◆ **Your instructions**:
Reproduce each line of the data below without changing a single character.

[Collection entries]
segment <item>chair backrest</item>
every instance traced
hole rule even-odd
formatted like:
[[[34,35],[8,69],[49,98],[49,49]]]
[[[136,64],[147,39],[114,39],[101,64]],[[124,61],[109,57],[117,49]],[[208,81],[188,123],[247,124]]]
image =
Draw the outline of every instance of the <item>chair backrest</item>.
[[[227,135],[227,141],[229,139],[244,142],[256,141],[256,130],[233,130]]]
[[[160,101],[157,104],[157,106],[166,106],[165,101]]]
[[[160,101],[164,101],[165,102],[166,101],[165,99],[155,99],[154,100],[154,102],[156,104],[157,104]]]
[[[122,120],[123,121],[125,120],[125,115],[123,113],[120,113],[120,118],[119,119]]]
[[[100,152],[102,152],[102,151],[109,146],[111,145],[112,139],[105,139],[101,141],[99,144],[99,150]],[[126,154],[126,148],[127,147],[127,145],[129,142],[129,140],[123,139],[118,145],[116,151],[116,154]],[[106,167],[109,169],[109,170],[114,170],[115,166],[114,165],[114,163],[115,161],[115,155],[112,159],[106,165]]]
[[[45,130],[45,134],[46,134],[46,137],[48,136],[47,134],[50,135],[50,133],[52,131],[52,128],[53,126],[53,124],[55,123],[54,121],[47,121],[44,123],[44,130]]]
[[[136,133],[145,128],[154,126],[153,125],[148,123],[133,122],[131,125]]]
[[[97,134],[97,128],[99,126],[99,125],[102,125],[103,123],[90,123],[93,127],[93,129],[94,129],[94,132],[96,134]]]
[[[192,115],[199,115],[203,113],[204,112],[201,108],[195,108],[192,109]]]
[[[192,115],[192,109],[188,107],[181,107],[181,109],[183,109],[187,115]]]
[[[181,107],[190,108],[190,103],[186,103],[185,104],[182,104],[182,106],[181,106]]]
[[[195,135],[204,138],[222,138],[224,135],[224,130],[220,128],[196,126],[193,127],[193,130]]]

◆ **Solution for this problem**:
segment <item>chair backrest</item>
every instance traced
hole rule even-odd
formatted like:
[[[34,35],[8,69],[49,98],[49,49]]]
[[[136,64],[147,39],[114,39],[101,64]],[[124,61],[109,57],[117,49]],[[208,81],[188,123],[247,124]]]
image =
Draw the outline of every instance of the <item>chair backrest</item>.
[[[227,135],[227,141],[229,139],[244,142],[256,141],[256,130],[233,130]]]
[[[160,101],[157,104],[157,106],[166,106],[165,101]]]
[[[160,101],[164,101],[165,102],[166,101],[165,99],[155,99],[154,100],[154,102],[156,104],[157,104]]]
[[[122,120],[123,121],[125,120],[125,115],[123,113],[120,113],[120,118],[119,119]]]
[[[100,152],[102,152],[102,151],[109,146],[111,145],[112,139],[105,139],[101,141],[99,144],[99,150]],[[126,154],[126,148],[127,147],[127,145],[129,142],[129,140],[123,139],[118,145],[116,151],[116,154]],[[106,167],[109,169],[109,170],[114,170],[115,166],[114,165],[114,163],[115,161],[115,155],[112,159],[106,165]]]
[[[45,130],[45,134],[46,134],[46,137],[48,136],[47,134],[50,135],[50,133],[52,131],[52,128],[53,126],[53,124],[55,123],[54,121],[47,121],[44,123],[44,130]]]
[[[136,133],[145,128],[154,126],[153,125],[148,123],[133,122],[131,125]]]
[[[97,134],[97,128],[99,126],[99,125],[102,125],[103,123],[90,123],[93,127],[93,129],[94,129],[94,132],[96,134]]]
[[[192,115],[199,115],[203,113],[204,112],[201,108],[195,108],[192,109]]]
[[[192,115],[192,109],[188,107],[181,107],[181,109],[183,109],[187,115]]]
[[[181,107],[190,108],[190,103],[186,103],[185,104],[182,104],[182,106],[181,106]]]
[[[195,135],[204,138],[222,138],[224,135],[224,130],[220,128],[196,126],[193,127],[193,130]]]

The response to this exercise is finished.